**Work to complete**. In the post about starting a YouTube channel with code, what is the first series focused on?

**Source extract**.

+++++

Building a YouTube Channel in Public

Bootstrapping a YouTube Channel With Code

I decided to start a YouTube channel around one simple idea:

What is actually possible with code?

This project is mostly for fun. I want to explore YouTube as a platform and experiment with areas of coding I haven’t touched before. Instead of overthinking it, I’m learning by building in public.

And the first thing I’m building is the tooling for the channel itself.

Building the Tools First

The first series is focused entirely on bootstrapping the channel.

Instead of manually recording and editing everything, I’m creating small tools that help me produce better videos. I build the tools, use them to create videos, then improve them as I go.

Over time, I plan to make these tools available to others.

I’m also delegating as much of the coding as possible to AI tools.
Part of this journey is exploring how far AI-assisted development can go, and where it still needs human input.

+++++

Dataset rows
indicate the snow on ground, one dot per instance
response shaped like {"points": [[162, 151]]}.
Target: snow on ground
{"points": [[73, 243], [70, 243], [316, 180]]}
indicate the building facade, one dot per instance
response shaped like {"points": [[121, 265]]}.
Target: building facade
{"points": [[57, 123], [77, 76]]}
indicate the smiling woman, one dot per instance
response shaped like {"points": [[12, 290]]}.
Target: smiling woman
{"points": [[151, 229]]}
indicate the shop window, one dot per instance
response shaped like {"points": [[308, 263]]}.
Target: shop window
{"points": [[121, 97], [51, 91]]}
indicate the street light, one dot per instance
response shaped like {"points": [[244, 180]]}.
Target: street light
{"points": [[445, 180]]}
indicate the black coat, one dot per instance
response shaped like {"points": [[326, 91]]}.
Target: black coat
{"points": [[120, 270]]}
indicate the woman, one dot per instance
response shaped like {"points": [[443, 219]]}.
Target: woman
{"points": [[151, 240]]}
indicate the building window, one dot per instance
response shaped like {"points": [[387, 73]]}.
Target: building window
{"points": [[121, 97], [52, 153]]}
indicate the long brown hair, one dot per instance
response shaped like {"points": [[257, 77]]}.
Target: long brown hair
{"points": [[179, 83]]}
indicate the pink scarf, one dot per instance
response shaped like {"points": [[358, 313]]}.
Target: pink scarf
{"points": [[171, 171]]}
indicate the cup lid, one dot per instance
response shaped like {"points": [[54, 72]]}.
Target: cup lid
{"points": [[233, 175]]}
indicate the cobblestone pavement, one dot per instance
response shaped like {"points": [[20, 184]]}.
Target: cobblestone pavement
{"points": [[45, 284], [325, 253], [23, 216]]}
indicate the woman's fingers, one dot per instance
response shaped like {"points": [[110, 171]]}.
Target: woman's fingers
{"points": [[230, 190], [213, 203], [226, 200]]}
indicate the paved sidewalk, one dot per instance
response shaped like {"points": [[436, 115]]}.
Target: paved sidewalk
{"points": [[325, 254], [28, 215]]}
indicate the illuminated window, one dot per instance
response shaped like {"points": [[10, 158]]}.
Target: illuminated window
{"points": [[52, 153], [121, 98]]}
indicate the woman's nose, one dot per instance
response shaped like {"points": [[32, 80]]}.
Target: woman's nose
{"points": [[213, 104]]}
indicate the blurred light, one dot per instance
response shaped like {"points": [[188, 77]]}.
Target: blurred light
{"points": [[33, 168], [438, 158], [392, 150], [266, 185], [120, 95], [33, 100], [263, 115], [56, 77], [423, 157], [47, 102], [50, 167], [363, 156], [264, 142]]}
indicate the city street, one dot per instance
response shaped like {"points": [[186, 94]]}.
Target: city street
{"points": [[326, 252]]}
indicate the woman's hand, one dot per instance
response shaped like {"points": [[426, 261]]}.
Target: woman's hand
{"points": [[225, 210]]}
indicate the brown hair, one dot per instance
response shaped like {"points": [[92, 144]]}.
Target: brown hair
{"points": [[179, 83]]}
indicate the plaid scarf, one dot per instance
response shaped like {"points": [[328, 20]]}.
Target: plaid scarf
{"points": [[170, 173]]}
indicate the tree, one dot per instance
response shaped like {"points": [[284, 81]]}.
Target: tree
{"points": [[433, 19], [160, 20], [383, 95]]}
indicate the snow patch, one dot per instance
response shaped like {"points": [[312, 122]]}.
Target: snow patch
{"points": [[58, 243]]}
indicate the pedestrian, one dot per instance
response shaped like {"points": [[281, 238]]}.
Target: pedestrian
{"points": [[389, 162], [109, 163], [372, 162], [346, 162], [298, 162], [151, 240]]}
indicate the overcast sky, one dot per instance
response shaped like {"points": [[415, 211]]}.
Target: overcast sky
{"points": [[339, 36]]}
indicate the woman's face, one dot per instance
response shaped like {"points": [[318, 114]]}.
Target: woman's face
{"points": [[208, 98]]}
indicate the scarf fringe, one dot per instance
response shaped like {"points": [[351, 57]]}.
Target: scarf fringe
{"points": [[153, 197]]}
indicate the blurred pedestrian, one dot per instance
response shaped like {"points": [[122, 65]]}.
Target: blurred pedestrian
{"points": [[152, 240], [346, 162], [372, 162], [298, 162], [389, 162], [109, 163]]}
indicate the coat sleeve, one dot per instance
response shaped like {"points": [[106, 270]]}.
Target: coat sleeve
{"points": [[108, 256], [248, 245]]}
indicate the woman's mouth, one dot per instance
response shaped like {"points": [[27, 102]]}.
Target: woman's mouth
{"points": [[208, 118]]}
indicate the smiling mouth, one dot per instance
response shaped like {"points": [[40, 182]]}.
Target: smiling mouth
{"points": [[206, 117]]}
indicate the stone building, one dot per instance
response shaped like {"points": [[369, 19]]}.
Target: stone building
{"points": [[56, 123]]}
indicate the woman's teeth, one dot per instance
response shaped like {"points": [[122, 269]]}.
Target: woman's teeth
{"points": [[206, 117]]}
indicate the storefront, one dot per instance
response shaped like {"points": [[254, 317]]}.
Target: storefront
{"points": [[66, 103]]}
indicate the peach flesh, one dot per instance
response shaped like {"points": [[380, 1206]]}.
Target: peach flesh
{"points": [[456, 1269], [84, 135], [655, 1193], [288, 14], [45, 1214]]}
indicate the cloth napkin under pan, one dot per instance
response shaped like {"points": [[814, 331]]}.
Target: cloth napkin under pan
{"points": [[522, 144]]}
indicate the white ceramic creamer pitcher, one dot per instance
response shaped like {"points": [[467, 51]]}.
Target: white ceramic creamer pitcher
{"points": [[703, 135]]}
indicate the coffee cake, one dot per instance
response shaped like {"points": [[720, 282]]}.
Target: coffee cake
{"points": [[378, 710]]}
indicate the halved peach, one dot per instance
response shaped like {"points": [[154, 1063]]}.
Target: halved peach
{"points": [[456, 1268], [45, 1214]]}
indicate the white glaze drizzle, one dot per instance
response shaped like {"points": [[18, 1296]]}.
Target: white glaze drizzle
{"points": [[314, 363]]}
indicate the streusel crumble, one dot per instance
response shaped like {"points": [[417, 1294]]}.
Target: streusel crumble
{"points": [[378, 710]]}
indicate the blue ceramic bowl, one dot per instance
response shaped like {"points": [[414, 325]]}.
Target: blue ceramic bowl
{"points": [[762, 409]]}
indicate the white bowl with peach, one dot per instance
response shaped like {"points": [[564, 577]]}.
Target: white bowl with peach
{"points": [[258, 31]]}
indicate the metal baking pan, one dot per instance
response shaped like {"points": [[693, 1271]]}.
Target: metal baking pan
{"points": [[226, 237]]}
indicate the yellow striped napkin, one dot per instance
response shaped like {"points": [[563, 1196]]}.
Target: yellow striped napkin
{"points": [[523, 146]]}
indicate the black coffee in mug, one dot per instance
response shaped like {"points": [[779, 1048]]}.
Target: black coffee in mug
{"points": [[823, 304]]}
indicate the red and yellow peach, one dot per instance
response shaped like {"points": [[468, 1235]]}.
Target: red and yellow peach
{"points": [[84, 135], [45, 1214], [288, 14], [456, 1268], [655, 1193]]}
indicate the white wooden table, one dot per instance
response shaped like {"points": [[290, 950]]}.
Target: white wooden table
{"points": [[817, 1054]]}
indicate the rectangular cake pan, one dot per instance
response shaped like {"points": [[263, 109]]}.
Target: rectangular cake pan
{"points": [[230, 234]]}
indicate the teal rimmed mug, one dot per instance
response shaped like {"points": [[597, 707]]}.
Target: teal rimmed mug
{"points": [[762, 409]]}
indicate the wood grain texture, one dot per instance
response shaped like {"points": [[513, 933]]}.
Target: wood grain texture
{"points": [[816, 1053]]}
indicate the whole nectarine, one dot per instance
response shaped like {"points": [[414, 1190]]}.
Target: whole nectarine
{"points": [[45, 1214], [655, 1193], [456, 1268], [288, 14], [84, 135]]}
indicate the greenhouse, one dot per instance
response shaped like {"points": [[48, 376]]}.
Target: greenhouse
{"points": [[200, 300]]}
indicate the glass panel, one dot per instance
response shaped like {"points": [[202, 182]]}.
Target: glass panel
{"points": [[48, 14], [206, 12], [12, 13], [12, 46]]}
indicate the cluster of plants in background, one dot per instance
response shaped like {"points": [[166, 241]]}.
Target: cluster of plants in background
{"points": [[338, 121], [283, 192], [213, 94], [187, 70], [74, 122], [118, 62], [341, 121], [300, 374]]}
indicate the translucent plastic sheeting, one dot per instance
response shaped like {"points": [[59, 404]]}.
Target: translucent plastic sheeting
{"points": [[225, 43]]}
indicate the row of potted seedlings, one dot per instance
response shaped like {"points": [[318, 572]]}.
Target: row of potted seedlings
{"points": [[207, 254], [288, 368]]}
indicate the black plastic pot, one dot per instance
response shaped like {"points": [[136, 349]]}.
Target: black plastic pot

+++++

**Solution for this task**. Bootstrapping the channel.